> **What needs to be done**: Convert the listing below, from the line containing "Task: Q: Indicate the rock" through the final line inclusive, into a numbered list with blank lines omitted.

---

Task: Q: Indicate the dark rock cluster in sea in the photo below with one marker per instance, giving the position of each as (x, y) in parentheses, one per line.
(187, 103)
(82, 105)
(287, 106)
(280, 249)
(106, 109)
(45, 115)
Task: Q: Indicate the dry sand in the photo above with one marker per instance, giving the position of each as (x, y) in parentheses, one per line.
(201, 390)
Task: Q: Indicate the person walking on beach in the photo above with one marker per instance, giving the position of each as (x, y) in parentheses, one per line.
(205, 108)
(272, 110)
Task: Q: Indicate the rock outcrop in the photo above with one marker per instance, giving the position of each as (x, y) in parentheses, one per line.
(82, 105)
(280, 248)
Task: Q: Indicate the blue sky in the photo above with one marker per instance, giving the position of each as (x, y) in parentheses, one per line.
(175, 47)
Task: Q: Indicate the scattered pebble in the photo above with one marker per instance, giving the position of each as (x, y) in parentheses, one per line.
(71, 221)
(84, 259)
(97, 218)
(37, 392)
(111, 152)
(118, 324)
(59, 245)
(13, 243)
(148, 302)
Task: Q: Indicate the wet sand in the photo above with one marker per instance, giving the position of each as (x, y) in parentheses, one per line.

---

> **Exercise response**:
1. Task: Q: Indicate the rock outcrop in the photo above with one marker per instance, giving the position of each as (x, y) in parentheses, one per line.
2. (82, 105)
3. (280, 248)
4. Task: Q: Indicate the blue sky in the photo above with one marker per instance, giving the position of each as (x, y) in parentheses, one per line.
5. (175, 47)
6. Task: Q: Indicate the scattered pebble in the photo above with one marker per instance, giving the position of each as (x, y) in parentheses, one per line.
7. (71, 221)
8. (84, 259)
9. (97, 218)
10. (37, 392)
11. (111, 152)
12. (118, 324)
13. (59, 245)
14. (13, 243)
15. (148, 302)
16. Task: Q: Indicate the wet sand in the photo above with one marker per instance, giving the position of each as (x, y) in parentheses, one per line.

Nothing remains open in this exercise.